→ **RAW RECORDS**:

·····

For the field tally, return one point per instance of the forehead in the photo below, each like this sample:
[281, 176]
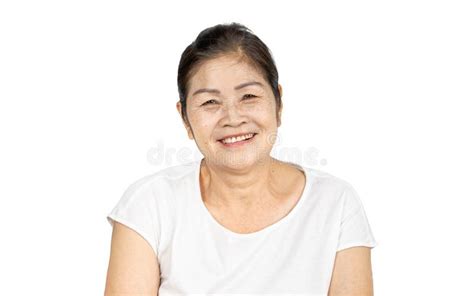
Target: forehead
[224, 72]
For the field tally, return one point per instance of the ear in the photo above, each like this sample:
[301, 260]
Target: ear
[188, 128]
[280, 89]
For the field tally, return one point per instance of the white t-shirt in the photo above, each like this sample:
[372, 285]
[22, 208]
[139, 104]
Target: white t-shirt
[199, 256]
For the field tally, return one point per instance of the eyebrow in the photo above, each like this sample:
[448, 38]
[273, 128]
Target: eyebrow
[216, 91]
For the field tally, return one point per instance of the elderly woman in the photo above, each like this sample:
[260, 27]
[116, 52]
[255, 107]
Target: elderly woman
[237, 221]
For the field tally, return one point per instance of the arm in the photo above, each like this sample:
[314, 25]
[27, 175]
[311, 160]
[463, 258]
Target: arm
[352, 274]
[133, 267]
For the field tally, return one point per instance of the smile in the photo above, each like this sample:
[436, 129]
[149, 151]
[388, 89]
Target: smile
[237, 141]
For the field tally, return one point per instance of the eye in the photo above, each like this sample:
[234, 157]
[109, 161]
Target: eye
[249, 96]
[209, 102]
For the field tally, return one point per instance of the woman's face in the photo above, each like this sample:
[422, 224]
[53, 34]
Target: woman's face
[227, 97]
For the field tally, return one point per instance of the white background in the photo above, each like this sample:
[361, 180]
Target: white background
[382, 90]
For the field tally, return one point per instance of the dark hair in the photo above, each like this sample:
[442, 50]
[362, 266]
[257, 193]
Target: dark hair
[220, 40]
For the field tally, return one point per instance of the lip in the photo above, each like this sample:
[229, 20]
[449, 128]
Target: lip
[236, 135]
[240, 143]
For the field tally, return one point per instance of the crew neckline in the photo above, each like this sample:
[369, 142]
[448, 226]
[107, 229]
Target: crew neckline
[232, 234]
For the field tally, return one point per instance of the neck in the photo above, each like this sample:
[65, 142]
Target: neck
[240, 190]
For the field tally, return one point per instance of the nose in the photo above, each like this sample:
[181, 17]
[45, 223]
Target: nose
[232, 115]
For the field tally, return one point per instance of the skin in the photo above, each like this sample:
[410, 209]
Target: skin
[239, 185]
[245, 189]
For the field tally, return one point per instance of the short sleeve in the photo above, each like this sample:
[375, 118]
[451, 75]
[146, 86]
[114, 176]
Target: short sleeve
[138, 210]
[354, 229]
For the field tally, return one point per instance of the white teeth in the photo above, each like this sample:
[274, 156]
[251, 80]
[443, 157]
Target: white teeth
[236, 139]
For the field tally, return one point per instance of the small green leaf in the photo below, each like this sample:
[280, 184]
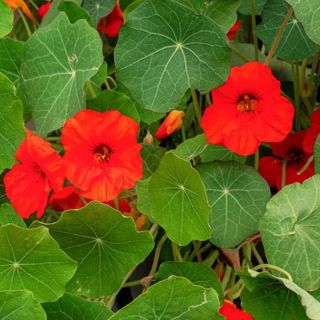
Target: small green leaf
[308, 13]
[70, 307]
[32, 260]
[187, 51]
[238, 196]
[9, 215]
[113, 100]
[98, 8]
[12, 130]
[103, 241]
[294, 43]
[11, 53]
[198, 274]
[269, 297]
[6, 19]
[151, 156]
[174, 298]
[290, 232]
[178, 201]
[55, 65]
[18, 305]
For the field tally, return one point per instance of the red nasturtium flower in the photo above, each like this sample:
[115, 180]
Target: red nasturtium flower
[232, 32]
[28, 184]
[111, 24]
[171, 124]
[20, 4]
[102, 156]
[247, 110]
[42, 11]
[312, 133]
[291, 151]
[231, 312]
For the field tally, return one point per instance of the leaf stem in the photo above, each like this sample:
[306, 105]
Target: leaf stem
[278, 36]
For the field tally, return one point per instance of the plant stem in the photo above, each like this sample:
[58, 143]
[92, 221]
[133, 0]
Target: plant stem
[278, 37]
[253, 27]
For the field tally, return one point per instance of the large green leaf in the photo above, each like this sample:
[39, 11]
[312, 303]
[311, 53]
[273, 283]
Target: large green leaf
[269, 297]
[70, 307]
[114, 100]
[174, 298]
[57, 60]
[178, 200]
[222, 13]
[104, 243]
[164, 49]
[9, 215]
[308, 13]
[6, 19]
[32, 260]
[11, 123]
[18, 305]
[98, 8]
[198, 274]
[238, 197]
[10, 53]
[294, 43]
[290, 232]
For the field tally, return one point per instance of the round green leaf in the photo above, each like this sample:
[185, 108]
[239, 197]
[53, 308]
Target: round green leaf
[294, 43]
[290, 232]
[198, 274]
[6, 19]
[174, 298]
[98, 8]
[178, 201]
[238, 197]
[308, 13]
[17, 305]
[70, 307]
[164, 49]
[104, 243]
[32, 260]
[56, 63]
[11, 123]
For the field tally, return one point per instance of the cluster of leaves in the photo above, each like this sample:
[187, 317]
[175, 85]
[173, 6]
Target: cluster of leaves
[208, 208]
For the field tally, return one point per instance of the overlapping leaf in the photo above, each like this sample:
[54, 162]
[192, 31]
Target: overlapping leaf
[238, 196]
[290, 232]
[57, 61]
[164, 49]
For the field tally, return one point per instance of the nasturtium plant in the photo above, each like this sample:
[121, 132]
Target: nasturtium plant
[159, 159]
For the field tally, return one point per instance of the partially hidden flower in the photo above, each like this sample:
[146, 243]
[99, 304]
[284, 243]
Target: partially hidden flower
[171, 124]
[111, 24]
[312, 133]
[20, 4]
[247, 110]
[28, 183]
[42, 11]
[232, 32]
[231, 312]
[290, 156]
[102, 157]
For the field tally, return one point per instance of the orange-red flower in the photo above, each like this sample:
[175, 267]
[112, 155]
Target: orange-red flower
[102, 156]
[111, 24]
[171, 124]
[42, 11]
[232, 32]
[20, 4]
[28, 184]
[289, 150]
[247, 110]
[231, 312]
[312, 133]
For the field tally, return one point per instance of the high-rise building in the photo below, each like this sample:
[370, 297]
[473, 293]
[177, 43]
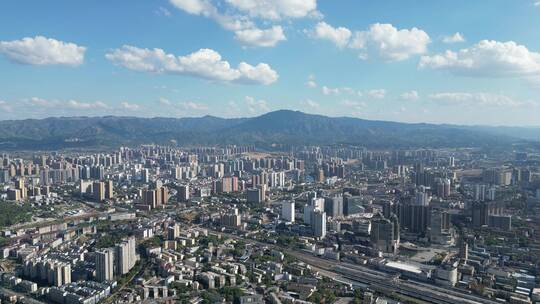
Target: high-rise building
[145, 176]
[382, 235]
[109, 189]
[98, 189]
[126, 256]
[183, 193]
[231, 219]
[479, 192]
[287, 211]
[318, 223]
[333, 206]
[415, 215]
[105, 265]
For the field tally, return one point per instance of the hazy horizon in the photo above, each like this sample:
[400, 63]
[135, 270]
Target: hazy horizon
[453, 63]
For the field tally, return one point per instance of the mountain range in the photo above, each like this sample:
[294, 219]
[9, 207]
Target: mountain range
[278, 127]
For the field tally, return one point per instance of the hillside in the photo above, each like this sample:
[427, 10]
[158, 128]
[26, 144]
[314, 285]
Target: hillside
[278, 127]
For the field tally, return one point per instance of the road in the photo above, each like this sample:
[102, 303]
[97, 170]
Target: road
[377, 280]
[25, 298]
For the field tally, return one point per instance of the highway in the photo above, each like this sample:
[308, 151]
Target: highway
[377, 280]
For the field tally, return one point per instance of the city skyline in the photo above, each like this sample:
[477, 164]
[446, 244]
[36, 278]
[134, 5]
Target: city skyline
[459, 63]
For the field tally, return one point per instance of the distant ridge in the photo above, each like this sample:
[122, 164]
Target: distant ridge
[278, 127]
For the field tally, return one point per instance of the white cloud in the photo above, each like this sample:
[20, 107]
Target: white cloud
[164, 101]
[340, 36]
[477, 99]
[487, 58]
[255, 105]
[276, 9]
[205, 63]
[191, 105]
[74, 104]
[377, 93]
[43, 51]
[456, 37]
[310, 104]
[40, 102]
[311, 83]
[353, 104]
[194, 7]
[246, 31]
[261, 38]
[129, 106]
[337, 91]
[63, 105]
[411, 95]
[388, 43]
[330, 91]
[382, 41]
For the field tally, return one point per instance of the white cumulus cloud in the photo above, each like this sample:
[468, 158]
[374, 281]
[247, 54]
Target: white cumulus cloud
[255, 105]
[411, 95]
[261, 38]
[310, 104]
[204, 63]
[245, 30]
[43, 51]
[340, 36]
[191, 105]
[389, 43]
[275, 9]
[486, 58]
[456, 37]
[382, 41]
[376, 93]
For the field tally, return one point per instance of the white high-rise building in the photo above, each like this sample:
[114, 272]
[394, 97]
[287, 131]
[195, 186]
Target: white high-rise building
[105, 265]
[125, 256]
[287, 211]
[308, 210]
[479, 192]
[318, 223]
[183, 193]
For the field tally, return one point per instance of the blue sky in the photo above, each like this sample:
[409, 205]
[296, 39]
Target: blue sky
[463, 62]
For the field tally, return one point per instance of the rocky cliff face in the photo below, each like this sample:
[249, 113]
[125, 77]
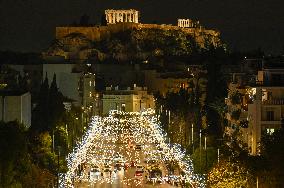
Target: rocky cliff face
[132, 43]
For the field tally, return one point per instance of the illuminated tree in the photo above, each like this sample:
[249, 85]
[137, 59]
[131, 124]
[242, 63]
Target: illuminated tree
[229, 174]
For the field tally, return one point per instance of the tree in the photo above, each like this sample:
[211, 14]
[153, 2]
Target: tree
[229, 174]
[84, 20]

·····

→ **THE EXERCISE**:
Copy out the items above, starting at the line that contains "of the blue" and ending with the last line of the items. Leave out the pictures.

→ **RESULT**:
For the field tally, return one point per instance of the blue sky in the photo above, each like this sample:
[409, 205]
[296, 39]
Target: blue sky
[463, 62]
For the field tally, return one point per instance of the rocky cliff face in the photo below, each like this sample:
[249, 113]
[125, 77]
Target: rocky cliff face
[132, 43]
For the field tally, return one point per instance of the illuminated tree in the photo above, each like this sample:
[249, 85]
[137, 59]
[131, 124]
[242, 63]
Target: illuminated tree
[229, 174]
For the field tally, return one point per instance of the tree in the photo above, each like this sample:
[211, 14]
[153, 2]
Target: tree
[229, 174]
[84, 20]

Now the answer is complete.